> Problem statement:
Give the entries from the line with "find blue and yellow surcoat" to the line with "114,335 -> 148,420", both included, as a two-column CSV headed input and output. Each entry gets one row, with its text in input and its answer in output, and each field is quoted with line breaks replaced by spaces.

> Data lines:
== == ==

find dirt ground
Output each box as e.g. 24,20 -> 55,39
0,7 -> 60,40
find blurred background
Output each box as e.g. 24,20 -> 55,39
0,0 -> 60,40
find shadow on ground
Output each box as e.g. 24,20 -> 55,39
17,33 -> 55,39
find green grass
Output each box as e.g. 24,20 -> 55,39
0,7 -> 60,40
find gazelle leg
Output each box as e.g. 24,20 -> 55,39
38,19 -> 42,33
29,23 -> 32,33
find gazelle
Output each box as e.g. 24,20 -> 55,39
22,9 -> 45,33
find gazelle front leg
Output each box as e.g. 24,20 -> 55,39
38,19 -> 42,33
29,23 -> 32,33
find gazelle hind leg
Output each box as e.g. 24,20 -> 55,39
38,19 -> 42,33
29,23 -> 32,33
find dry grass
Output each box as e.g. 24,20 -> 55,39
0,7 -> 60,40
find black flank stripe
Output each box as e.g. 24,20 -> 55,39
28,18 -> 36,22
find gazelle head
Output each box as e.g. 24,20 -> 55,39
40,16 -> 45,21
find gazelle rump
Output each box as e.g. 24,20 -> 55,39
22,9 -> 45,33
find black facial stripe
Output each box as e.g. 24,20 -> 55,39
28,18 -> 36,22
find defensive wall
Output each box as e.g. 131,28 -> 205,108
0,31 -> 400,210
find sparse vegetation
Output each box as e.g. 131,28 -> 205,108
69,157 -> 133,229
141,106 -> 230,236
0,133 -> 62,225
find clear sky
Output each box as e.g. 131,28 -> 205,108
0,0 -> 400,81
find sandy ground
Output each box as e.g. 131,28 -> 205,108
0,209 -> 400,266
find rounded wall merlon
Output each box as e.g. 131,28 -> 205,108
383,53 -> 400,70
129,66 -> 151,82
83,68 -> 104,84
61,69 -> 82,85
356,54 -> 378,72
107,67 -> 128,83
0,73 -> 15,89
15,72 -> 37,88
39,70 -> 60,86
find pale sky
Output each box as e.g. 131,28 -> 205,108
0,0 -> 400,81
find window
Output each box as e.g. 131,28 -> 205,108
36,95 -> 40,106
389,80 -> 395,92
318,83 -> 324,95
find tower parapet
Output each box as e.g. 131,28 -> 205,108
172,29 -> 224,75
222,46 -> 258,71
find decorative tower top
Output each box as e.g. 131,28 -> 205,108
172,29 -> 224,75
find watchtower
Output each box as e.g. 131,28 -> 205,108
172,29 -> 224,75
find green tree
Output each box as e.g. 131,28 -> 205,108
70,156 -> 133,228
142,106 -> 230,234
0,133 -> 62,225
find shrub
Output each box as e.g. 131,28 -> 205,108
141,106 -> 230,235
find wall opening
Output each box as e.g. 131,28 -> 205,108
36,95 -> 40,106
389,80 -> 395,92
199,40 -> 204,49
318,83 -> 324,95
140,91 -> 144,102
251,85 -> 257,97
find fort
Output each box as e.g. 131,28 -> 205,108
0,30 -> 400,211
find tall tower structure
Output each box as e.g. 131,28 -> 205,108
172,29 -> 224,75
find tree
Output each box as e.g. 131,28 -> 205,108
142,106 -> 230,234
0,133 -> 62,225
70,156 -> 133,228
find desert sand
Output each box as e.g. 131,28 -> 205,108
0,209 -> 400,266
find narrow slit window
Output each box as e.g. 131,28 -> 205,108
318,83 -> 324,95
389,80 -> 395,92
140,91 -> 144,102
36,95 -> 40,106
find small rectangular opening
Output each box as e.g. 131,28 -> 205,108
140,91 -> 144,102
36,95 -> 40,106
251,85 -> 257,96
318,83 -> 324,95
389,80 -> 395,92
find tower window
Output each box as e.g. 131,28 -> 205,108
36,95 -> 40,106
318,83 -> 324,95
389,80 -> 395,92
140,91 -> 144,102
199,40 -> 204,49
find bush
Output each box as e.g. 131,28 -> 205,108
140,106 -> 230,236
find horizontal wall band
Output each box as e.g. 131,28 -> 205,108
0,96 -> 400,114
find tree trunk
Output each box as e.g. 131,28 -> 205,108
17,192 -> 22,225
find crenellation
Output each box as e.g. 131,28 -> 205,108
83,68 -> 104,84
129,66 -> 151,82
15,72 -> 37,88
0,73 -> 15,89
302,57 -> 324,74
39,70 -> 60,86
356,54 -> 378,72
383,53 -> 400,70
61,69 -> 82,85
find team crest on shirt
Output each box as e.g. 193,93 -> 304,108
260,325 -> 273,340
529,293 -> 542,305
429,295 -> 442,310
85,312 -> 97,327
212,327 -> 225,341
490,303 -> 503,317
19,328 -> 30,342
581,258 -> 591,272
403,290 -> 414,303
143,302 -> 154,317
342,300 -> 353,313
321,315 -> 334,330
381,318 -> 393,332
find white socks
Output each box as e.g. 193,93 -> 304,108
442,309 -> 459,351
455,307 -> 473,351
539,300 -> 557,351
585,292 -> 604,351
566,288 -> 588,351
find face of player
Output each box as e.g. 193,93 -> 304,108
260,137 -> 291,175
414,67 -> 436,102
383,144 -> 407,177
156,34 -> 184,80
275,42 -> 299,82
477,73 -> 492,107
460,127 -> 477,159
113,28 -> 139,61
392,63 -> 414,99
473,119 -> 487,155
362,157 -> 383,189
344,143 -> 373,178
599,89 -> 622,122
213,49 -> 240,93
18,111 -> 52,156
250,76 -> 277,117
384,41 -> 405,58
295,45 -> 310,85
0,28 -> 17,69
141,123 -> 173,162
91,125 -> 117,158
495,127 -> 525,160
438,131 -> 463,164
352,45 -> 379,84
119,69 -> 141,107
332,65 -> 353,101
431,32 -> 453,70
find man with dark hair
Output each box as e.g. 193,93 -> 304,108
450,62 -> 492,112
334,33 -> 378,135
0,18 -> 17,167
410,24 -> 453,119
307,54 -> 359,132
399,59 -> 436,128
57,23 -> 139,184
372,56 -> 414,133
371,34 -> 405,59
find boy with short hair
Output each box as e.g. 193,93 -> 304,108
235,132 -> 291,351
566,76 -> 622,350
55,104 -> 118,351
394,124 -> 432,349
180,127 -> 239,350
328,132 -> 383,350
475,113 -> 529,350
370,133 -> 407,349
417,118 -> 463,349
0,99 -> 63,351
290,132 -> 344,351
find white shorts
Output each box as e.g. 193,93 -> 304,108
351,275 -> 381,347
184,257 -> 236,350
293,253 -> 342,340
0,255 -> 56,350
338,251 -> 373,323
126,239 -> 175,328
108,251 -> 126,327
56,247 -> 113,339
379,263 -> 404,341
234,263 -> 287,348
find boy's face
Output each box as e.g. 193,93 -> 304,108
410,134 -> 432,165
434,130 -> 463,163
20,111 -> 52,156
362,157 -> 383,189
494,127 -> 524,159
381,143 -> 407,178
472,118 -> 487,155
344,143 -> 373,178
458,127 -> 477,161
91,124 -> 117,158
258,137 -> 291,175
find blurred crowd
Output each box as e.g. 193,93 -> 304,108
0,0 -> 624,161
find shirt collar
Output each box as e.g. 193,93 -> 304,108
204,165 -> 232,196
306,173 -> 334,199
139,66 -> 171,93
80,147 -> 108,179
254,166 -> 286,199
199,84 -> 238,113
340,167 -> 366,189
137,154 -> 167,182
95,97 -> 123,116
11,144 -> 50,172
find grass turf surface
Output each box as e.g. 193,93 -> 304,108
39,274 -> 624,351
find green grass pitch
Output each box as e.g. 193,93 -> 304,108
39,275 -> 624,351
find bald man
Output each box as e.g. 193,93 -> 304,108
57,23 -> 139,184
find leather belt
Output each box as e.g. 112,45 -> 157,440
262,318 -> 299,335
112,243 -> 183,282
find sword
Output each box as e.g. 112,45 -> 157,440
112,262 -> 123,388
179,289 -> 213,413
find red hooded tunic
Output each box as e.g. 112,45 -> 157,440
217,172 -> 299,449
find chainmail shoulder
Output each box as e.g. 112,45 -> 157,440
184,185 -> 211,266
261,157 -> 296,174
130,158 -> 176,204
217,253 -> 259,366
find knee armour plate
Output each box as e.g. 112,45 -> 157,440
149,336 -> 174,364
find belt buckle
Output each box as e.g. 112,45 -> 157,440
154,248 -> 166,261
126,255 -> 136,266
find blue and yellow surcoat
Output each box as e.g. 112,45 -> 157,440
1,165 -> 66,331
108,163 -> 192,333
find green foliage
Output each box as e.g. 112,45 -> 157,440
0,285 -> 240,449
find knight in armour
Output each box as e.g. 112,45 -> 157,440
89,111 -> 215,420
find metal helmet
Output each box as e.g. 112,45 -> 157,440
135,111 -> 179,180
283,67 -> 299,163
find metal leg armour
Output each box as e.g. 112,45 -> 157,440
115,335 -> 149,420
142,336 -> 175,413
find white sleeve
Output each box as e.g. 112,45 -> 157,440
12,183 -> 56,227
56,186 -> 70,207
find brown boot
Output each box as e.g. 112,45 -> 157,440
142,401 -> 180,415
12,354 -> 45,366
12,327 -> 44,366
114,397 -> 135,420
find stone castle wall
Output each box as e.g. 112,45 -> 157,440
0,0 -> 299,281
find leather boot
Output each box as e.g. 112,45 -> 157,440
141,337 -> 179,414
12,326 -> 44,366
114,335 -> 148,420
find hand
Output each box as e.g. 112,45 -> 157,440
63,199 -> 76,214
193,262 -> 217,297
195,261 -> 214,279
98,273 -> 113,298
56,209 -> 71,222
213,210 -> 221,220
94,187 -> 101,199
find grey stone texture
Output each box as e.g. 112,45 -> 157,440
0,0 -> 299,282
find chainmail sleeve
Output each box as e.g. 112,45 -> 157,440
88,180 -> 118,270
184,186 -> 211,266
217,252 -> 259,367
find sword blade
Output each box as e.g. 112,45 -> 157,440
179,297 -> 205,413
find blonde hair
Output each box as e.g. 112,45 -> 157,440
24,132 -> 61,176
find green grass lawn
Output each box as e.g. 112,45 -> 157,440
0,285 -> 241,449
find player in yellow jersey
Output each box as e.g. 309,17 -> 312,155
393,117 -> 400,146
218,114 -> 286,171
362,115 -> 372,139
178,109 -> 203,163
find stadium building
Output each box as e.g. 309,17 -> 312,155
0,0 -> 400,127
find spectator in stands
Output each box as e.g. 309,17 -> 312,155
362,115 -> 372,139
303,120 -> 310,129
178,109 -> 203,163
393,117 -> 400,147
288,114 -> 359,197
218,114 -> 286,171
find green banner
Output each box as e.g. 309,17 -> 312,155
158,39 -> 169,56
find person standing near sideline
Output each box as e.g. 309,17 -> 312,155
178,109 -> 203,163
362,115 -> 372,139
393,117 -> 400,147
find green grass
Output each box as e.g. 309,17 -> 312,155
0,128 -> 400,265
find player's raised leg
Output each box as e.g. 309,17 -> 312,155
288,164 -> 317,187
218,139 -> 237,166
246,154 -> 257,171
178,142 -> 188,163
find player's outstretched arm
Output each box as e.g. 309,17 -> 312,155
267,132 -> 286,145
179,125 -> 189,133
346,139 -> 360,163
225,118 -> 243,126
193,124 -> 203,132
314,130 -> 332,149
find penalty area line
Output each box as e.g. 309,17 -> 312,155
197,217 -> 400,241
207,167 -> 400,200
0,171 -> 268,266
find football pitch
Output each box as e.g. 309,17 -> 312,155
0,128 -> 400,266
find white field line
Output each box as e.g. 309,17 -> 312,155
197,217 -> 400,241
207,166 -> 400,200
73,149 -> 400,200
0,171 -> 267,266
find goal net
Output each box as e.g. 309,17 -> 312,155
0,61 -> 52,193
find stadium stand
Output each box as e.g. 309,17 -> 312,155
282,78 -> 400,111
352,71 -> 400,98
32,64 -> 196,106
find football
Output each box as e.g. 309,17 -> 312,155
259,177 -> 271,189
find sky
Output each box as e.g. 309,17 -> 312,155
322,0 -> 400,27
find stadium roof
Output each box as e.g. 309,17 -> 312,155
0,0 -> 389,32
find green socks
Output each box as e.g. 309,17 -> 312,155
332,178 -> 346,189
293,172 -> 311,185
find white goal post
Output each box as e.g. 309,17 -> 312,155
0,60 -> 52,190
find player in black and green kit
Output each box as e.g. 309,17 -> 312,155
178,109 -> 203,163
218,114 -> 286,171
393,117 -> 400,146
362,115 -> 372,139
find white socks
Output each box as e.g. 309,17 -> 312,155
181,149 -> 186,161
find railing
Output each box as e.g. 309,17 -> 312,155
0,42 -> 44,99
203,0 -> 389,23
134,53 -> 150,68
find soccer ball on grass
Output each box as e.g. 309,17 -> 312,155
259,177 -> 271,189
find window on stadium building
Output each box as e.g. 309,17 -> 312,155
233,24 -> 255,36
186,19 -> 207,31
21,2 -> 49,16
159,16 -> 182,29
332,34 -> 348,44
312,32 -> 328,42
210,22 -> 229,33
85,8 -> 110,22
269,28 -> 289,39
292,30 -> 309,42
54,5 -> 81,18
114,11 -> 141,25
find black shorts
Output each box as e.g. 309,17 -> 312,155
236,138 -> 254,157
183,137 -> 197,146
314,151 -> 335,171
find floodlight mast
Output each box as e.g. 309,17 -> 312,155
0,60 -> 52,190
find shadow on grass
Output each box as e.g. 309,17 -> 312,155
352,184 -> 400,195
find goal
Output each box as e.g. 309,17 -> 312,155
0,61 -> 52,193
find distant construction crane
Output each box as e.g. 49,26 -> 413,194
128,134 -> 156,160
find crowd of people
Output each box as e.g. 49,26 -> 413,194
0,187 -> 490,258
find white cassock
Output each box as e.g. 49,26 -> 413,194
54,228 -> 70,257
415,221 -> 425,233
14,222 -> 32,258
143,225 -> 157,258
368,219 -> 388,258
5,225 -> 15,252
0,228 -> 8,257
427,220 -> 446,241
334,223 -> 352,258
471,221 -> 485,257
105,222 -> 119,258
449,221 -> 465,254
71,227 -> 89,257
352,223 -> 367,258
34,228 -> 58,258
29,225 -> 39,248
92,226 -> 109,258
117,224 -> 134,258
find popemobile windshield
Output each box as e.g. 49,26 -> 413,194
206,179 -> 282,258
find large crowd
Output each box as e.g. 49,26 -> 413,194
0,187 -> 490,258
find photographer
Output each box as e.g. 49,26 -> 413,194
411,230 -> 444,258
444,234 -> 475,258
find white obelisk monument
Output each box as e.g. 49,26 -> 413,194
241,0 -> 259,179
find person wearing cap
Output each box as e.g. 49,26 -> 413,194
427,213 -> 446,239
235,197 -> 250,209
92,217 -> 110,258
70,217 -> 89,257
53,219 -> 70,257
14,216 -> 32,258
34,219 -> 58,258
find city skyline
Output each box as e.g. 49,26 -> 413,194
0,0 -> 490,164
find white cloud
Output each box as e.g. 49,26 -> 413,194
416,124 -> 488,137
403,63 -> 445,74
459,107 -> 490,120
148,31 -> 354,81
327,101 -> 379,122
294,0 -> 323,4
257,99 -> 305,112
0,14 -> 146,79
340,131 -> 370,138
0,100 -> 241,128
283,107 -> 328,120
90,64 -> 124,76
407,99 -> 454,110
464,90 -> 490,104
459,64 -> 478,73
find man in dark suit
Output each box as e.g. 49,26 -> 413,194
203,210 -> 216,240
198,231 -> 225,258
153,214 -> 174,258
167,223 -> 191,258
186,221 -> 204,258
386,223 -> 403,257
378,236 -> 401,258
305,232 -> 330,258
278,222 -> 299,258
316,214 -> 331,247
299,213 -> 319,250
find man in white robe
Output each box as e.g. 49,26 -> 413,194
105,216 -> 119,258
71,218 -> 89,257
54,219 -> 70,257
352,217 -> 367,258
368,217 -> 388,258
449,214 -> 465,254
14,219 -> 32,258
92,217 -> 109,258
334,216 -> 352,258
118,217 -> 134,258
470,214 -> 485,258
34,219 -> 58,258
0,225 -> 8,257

== == ==

> Written answer:
input,output
"find blue and yellow surcoat Output each box as e.g. 112,45 -> 157,440","1,165 -> 66,331 108,163 -> 192,333"
"find green foliage Output each box as e.g. 112,45 -> 157,440","0,285 -> 240,449"
"find knight in armour Output each box as e.g. 112,45 -> 157,440","89,111 -> 215,420"
"find metal helmet Output each box as e.g. 112,45 -> 157,440","135,111 -> 179,180 283,67 -> 299,163"
"find metal leg armour Output each box as e.g. 112,45 -> 157,440","115,335 -> 149,420 142,336 -> 175,413"
"find white sleeve Output each box as e.g. 112,45 -> 157,440","12,183 -> 56,227 56,186 -> 70,207"
"find brown boot Output each box as e.g. 112,45 -> 157,440","142,401 -> 180,415 12,354 -> 45,366 12,327 -> 44,366 114,397 -> 135,420"
"find stone castle wall Output each box as e.g. 112,45 -> 157,440","0,0 -> 299,281"
"find leather boot Output each box as e.g. 112,45 -> 157,440","141,337 -> 179,414 12,326 -> 44,366 114,335 -> 148,420"